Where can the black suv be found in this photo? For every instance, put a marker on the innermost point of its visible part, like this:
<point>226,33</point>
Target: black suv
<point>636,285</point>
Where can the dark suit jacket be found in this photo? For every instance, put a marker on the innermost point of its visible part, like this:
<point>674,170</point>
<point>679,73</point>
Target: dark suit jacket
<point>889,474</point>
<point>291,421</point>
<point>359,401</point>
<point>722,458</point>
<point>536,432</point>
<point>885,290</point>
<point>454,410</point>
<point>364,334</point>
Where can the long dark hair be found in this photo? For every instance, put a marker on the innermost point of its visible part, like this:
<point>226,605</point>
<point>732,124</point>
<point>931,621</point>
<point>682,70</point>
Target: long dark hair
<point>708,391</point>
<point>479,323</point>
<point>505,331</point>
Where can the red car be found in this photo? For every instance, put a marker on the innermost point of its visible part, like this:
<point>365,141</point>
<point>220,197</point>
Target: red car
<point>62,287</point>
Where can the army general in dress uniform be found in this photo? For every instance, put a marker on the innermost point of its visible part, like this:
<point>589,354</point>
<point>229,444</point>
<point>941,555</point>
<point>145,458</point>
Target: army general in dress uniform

========================================

_作業内容_
上のデータをすべて、依頼文も含めて全行書き直してください。その際、回答にある座標の数値だけを0.85倍にスケーリングし、四捨五入で整数にすること（依頼文やその書式例の数値はそのまま）。

_作業結果_
Where can the black suv be found in this photo? For every instance, put a marker on the innermost point of its visible part, like this:
<point>226,33</point>
Target: black suv
<point>541,242</point>
Where can the dark suit jacket be found in this photo? For every instance, put a marker on the innermost point of its visible part, like this:
<point>674,170</point>
<point>679,73</point>
Target: dark suit jacket
<point>756,403</point>
<point>247,358</point>
<point>305,341</point>
<point>614,389</point>
<point>456,367</point>
<point>752,247</point>
<point>386,349</point>
<point>309,284</point>
Where can the long dark hair be found in this photo? For every instance, put a marker on the innermost point of its visible part, like this:
<point>226,605</point>
<point>732,124</point>
<point>931,621</point>
<point>682,70</point>
Target: long dark hair
<point>602,332</point>
<point>407,275</point>
<point>429,281</point>
Where can the red car be found in this photo? For every instance, put a marker on the innermost point of its visible part, like this:
<point>365,141</point>
<point>220,197</point>
Target: red car
<point>53,244</point>
Where can the army general in dress uniform be found in this photo? For every instance, put a marker on the innermost point of its visible part, like this:
<point>589,354</point>
<point>229,444</point>
<point>941,555</point>
<point>145,458</point>
Target: army general in dress uniform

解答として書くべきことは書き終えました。